* WHAT NEEDS TO BE DONE: Quote the lines from the line holding "instance of grille." to the very end of the listing, exactly, and no others.

====== DATA SHOWN ======

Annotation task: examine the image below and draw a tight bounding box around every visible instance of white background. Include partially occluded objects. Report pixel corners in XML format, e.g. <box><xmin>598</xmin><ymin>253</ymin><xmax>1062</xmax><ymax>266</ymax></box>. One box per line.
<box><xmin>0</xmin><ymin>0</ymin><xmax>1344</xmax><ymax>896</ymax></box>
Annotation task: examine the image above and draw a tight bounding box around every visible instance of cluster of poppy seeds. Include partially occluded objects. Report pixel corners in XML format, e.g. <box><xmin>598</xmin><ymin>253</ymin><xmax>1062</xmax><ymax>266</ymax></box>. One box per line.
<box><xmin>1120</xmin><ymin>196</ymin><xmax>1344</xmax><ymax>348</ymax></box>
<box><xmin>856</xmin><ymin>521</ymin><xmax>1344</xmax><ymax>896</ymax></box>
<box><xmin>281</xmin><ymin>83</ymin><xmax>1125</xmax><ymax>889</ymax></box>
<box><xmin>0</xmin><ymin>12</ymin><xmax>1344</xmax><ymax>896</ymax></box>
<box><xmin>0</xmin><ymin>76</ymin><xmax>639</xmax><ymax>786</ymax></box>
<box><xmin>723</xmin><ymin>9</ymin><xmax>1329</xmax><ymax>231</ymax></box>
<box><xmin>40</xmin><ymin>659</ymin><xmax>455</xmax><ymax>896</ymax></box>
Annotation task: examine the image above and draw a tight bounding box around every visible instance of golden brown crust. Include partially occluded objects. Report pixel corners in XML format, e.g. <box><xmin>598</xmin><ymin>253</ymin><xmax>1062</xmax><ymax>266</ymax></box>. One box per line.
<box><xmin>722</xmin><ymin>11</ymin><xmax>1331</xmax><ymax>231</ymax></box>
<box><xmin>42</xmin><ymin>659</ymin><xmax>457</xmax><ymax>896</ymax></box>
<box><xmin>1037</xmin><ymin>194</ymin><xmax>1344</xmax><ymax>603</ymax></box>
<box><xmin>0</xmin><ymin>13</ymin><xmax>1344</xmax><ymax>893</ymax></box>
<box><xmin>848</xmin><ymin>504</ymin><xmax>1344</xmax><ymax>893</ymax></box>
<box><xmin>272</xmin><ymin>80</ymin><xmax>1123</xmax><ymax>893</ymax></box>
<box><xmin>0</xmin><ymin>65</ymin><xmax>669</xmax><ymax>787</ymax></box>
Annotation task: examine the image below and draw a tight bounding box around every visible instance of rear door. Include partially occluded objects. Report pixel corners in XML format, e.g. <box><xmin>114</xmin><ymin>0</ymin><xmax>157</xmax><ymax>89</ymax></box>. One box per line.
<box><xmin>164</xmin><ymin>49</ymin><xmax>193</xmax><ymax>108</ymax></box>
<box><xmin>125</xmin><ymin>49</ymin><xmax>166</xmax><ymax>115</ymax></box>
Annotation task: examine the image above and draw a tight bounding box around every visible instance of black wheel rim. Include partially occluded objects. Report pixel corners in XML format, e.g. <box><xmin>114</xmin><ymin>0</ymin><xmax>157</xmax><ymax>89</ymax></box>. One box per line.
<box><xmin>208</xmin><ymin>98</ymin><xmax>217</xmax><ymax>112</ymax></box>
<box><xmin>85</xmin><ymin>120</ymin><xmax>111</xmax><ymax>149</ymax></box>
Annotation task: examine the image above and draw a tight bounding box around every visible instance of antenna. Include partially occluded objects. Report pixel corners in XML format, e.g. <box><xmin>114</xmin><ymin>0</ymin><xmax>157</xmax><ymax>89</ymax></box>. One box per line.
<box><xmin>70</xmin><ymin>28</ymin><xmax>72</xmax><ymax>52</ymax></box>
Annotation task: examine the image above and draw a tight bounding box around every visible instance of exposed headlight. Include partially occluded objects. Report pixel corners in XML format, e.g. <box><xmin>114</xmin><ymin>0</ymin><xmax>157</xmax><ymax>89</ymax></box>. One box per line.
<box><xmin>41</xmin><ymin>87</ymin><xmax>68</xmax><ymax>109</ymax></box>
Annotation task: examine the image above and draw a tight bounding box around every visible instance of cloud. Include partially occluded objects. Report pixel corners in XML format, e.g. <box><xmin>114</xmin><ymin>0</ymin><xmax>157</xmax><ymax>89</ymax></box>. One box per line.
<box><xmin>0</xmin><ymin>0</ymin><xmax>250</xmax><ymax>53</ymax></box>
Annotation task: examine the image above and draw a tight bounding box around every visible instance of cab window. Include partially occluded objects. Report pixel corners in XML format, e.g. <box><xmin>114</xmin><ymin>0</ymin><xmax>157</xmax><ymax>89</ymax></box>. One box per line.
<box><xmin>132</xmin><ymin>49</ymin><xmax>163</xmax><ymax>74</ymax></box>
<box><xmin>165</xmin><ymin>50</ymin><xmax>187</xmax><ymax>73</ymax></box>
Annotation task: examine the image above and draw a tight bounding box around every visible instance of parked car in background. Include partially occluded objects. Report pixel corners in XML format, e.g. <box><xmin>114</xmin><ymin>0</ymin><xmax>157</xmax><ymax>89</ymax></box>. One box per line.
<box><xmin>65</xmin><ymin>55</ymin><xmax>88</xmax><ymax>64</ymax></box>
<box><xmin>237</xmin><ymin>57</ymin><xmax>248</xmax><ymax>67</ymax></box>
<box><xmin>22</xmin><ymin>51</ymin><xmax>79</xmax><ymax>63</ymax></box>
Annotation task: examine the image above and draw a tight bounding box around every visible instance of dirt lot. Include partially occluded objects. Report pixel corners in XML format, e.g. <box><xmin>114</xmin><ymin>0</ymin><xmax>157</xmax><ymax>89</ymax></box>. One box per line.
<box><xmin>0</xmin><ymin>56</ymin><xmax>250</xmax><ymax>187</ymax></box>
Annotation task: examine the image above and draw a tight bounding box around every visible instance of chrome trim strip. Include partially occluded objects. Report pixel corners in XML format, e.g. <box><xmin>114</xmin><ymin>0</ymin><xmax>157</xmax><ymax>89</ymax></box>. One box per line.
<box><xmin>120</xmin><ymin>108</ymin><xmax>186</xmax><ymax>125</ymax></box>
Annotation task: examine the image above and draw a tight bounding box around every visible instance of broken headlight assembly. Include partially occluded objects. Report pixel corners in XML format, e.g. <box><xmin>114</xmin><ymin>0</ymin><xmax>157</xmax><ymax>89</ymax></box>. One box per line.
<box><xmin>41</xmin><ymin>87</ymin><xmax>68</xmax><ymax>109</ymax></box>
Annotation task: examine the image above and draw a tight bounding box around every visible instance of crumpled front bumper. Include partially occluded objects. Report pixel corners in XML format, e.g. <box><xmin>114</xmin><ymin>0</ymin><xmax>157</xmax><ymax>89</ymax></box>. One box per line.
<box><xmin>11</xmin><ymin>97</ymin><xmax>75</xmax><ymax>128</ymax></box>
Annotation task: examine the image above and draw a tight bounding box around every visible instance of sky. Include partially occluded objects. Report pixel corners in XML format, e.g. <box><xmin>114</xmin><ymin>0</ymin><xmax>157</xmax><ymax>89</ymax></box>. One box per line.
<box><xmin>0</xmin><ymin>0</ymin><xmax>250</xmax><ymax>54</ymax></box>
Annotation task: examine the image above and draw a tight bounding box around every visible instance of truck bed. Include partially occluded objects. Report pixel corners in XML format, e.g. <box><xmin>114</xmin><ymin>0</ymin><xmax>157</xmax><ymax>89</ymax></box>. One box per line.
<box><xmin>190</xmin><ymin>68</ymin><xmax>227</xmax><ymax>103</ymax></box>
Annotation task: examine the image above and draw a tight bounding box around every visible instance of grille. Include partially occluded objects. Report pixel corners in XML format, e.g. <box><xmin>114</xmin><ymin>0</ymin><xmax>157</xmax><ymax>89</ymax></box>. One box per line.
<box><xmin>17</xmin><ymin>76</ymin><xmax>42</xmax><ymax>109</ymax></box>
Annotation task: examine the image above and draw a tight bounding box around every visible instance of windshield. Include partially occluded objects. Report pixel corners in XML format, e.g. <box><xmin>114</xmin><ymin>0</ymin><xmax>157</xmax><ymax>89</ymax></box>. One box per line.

======

* OUTPUT BELOW:
Annotation task: examine the image above and draw a tight bounding box around every visible instance of grille. Include partially occluded objects. Report pixel corners in XML format, e.g. <box><xmin>114</xmin><ymin>0</ymin><xmax>157</xmax><ymax>89</ymax></box>. One box per line.
<box><xmin>17</xmin><ymin>76</ymin><xmax>42</xmax><ymax>109</ymax></box>
Annotation task: examine the image above and draw a tight bounding box around every visible instance of windshield. Include partially occluded objects. Report pixel corners in XML format, e.g. <box><xmin>114</xmin><ymin>0</ymin><xmax>157</xmax><ymax>89</ymax></box>. One box per line.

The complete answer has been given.